> **Given request**
Switch "goggles" to "eyewear" in the stretch from the start of the lines through the line containing "M 265 97 L 276". Give that stretch again with everything else unchanged.

Lines from a segmentation dataset:
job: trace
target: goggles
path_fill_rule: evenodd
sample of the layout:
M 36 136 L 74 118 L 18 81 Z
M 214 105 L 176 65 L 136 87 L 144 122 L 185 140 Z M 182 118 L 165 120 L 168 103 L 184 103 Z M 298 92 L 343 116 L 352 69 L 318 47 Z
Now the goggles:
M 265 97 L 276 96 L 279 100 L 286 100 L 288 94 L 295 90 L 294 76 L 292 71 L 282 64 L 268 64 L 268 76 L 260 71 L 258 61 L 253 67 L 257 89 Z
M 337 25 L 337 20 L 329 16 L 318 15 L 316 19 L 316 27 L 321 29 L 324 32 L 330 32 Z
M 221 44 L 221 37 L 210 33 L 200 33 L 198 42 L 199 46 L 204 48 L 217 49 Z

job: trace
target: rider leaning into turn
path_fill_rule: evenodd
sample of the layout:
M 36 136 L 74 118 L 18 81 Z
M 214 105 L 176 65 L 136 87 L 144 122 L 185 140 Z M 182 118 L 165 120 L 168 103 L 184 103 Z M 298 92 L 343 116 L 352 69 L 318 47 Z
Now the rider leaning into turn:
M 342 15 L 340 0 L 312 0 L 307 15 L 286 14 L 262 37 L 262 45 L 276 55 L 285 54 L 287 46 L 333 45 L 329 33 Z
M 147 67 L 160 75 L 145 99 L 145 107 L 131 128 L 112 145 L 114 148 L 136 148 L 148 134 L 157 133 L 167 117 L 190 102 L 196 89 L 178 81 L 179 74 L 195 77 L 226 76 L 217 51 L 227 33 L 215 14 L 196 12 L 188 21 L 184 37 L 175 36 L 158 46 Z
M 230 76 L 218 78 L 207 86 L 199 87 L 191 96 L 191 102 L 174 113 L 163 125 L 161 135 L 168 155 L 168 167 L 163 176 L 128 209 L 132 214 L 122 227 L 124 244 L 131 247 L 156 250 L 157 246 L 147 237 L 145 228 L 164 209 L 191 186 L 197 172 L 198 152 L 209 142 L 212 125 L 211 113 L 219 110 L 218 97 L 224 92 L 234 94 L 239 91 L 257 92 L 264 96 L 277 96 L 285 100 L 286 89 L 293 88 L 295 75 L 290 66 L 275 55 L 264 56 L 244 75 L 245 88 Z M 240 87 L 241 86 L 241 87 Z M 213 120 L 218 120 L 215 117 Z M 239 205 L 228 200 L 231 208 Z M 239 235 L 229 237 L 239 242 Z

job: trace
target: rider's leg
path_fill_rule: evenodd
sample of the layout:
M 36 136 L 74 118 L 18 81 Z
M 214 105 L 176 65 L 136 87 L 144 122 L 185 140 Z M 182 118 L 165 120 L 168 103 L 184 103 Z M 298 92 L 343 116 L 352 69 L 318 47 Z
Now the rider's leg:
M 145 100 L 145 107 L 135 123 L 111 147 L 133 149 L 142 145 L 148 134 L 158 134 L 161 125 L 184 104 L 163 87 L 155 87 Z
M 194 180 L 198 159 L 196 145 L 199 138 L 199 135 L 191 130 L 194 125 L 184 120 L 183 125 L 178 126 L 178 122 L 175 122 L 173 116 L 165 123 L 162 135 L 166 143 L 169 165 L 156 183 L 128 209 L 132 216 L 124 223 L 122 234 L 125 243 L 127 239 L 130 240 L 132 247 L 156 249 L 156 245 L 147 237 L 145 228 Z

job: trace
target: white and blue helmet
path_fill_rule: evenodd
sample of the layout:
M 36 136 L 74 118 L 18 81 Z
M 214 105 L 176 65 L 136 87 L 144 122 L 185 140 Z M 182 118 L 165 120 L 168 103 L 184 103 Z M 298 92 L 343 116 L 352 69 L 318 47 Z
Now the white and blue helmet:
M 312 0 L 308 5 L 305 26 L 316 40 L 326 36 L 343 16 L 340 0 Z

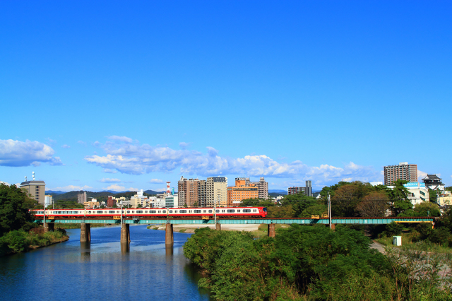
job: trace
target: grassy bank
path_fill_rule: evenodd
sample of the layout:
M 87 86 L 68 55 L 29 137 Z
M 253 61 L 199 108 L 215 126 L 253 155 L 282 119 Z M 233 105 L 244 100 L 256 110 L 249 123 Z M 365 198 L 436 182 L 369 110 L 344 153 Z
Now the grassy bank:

> **Task response**
job: trace
target: eyewear
path_fill_rule: evenodd
sample of the layout:
M 36 136 L 74 118 L 18 81 Z
M 214 105 L 176 65 L 136 87 L 144 122 L 185 140 Z M 182 118 L 165 120 L 168 103 L 184 103 Z M 298 92 L 343 116 L 352 69 L 318 47 Z
Now the eyewear:
M 265 97 L 276 96 L 279 100 L 286 100 L 288 94 L 295 90 L 294 76 L 292 71 L 282 64 L 268 64 L 268 76 L 260 71 L 258 61 L 253 67 L 257 89 Z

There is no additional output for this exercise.